--- Exercise brief ---
The job is to find each line of the records below that includes the word "white" and copy it.

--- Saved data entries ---
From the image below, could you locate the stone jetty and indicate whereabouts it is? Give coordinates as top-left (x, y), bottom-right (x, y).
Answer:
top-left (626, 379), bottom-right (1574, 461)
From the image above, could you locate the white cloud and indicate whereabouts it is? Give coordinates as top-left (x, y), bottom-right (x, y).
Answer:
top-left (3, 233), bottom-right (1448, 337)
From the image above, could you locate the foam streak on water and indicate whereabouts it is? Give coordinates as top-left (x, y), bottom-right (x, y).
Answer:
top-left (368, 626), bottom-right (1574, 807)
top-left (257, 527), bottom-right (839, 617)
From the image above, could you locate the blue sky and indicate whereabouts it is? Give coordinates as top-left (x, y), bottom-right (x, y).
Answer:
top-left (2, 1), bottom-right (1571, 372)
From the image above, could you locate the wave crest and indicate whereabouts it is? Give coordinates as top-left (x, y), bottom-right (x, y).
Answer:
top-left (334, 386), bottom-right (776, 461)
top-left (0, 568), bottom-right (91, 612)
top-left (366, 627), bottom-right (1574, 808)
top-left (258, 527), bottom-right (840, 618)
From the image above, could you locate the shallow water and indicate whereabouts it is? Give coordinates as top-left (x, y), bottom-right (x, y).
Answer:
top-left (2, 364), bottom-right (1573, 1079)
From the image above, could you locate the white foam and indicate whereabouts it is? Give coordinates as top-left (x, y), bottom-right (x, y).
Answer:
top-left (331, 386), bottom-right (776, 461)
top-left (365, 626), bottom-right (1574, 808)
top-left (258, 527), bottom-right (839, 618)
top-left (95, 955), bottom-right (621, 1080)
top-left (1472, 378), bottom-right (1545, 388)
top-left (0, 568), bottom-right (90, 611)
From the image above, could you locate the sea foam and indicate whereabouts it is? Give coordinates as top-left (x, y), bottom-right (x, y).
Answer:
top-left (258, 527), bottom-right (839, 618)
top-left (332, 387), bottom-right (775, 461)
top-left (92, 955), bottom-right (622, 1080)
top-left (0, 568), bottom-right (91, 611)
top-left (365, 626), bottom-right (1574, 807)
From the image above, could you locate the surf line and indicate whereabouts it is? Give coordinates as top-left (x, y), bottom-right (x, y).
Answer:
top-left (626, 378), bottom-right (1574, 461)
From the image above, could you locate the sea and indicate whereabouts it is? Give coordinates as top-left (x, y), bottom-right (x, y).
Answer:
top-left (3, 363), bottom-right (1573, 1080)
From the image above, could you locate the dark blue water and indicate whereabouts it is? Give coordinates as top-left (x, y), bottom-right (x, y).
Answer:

--- Exercise solution ---
From the image above, could you locate the white cloud and indicate whereabouts it is? Give coordinates as top-left (x, y), bottom-right (x, y).
From the image above, could you locate the white foam and indicate whereabouts it is? Give coordinates as top-left (x, y), bottom-right (x, y).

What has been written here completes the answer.